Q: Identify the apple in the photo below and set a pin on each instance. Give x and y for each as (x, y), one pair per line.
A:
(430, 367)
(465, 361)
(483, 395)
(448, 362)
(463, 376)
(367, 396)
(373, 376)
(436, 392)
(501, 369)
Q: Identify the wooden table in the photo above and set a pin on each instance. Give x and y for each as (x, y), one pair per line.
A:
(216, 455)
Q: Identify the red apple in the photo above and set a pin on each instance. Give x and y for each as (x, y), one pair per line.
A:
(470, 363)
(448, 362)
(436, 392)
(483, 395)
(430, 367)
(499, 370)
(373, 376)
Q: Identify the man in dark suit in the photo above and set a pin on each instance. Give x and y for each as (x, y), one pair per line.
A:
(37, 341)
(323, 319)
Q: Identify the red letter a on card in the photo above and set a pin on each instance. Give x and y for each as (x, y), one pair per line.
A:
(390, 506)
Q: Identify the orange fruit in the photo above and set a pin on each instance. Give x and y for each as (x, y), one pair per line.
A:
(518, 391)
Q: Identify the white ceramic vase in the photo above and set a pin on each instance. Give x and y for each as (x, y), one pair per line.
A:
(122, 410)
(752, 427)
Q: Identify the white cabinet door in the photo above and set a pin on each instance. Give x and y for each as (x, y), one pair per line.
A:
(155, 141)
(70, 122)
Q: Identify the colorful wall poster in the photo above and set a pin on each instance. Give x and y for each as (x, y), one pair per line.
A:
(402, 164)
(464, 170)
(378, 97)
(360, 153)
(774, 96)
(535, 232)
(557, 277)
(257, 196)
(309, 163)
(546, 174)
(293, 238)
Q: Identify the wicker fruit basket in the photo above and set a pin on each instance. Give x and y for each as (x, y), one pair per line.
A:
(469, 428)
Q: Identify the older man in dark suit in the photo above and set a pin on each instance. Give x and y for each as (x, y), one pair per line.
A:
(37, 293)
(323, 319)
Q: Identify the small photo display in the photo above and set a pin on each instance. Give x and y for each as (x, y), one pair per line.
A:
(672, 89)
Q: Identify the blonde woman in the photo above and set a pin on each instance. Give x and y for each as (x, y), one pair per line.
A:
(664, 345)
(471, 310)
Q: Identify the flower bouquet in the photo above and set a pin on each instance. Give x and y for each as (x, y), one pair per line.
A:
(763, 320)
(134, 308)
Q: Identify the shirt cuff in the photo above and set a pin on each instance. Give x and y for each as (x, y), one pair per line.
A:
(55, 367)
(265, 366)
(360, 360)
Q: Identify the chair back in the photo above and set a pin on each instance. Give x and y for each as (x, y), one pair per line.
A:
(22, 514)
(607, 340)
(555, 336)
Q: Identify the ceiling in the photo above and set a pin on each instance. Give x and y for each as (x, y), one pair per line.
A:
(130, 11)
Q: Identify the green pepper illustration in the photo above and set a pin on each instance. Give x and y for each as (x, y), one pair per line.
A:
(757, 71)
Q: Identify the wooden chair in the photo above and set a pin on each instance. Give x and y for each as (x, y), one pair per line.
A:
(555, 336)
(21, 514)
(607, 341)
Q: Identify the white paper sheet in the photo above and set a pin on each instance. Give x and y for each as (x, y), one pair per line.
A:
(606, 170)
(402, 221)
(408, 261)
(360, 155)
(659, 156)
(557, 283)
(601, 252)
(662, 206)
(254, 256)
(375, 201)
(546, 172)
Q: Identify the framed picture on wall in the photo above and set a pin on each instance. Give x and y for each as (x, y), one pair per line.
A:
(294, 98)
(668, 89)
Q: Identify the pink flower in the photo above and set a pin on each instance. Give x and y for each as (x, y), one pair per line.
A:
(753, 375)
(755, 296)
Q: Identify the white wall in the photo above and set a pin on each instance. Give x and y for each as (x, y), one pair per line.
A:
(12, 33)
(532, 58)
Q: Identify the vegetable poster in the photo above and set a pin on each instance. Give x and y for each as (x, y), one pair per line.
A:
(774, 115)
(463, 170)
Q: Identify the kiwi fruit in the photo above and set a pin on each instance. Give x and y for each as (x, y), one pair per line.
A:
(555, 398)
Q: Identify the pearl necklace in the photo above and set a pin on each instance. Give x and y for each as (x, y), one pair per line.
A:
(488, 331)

AIM OF THE EXERCISE:
Take each line above that holds the string "chair" and copy it.

ANSWER SPACE:
Q: Identify the chair back in the photo above and set a pin on each instance. Give x and y for each as (x, y), one pair per line.
Q: Identify the wooden chair in the photo above and set a pin on each instance. Give x and y for each as (x, y), one pair per line.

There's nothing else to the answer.